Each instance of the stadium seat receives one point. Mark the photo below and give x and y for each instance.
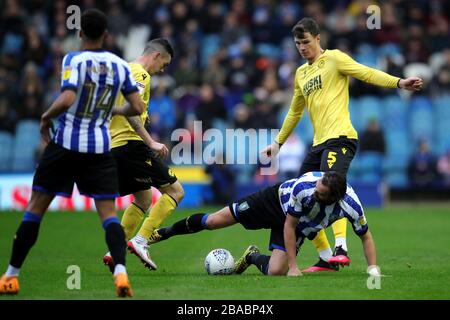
(370, 167)
(396, 179)
(355, 117)
(389, 49)
(26, 141)
(421, 119)
(305, 129)
(367, 55)
(6, 143)
(395, 111)
(369, 108)
(210, 45)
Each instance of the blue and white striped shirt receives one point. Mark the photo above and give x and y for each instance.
(296, 199)
(97, 77)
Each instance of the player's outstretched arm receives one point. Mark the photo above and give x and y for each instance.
(412, 84)
(134, 107)
(137, 125)
(60, 105)
(290, 243)
(370, 253)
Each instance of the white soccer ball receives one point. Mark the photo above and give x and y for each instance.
(219, 261)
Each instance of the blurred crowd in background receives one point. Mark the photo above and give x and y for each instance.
(234, 65)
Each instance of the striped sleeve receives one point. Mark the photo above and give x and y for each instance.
(354, 212)
(70, 72)
(300, 190)
(129, 84)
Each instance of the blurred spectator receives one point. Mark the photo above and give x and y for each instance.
(372, 138)
(422, 169)
(235, 60)
(290, 157)
(210, 107)
(443, 168)
(222, 182)
(242, 117)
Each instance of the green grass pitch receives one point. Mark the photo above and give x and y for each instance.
(413, 246)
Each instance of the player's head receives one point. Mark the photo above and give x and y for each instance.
(157, 54)
(93, 25)
(331, 188)
(307, 38)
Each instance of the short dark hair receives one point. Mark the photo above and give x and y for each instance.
(159, 44)
(337, 183)
(305, 25)
(93, 23)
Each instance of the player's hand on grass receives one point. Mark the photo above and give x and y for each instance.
(412, 84)
(271, 150)
(45, 127)
(294, 272)
(160, 149)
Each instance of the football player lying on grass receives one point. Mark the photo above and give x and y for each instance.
(293, 210)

» **The problem**
Pictures are to be dropped, and every record is to be copied exactly.

» **Result of the exercise**
Each instance of the stadium seat receives one point. Mark the photo below and give x and y for each instance.
(370, 167)
(396, 179)
(355, 117)
(389, 49)
(26, 141)
(421, 119)
(305, 129)
(367, 55)
(6, 143)
(395, 111)
(369, 108)
(210, 45)
Each instance of the blue and white striped shirt receives one point. Mark the photo above and give x and y for each instance.
(296, 199)
(97, 77)
Each instance of the player's outstretched arm receives one point. Mark the photo above and give x and y for each instance.
(412, 84)
(134, 107)
(137, 125)
(60, 105)
(290, 243)
(370, 253)
Each instance of the white soccer ball receives one point. Mark the photo above and give x and y for each instance.
(219, 261)
Each instance of the blurred crowd in background receives one point. Mark the photo above and give x and y for each instance.
(234, 65)
Each instance of the striped sleeve receives one point. Mark the photo above and give x and y for each instance.
(354, 212)
(70, 72)
(300, 190)
(129, 84)
Each instance of the blurred spectator receives one point. Mark the photo above and give x and y for each instance.
(372, 138)
(422, 169)
(235, 60)
(290, 157)
(210, 107)
(443, 168)
(222, 182)
(242, 117)
Each instance of the green grass pitch receives one point. Mark the photo above and give x and y for each instance.
(413, 246)
Each instance of the player's head receives one point. Mark the photo above and give x and y for each instance.
(157, 54)
(93, 25)
(331, 188)
(307, 38)
Each instance of the short dark hair receives one point. Mark the photo above and give x and y for each instance.
(159, 44)
(337, 183)
(305, 25)
(93, 23)
Each instance of the player's hand on grass receives one point. Mark the photo above and give x and y for each instance.
(412, 84)
(271, 150)
(45, 127)
(294, 272)
(160, 149)
Each instance of the football player lying on grass receives one point. Mark the photo above and give x and y for each instance.
(293, 210)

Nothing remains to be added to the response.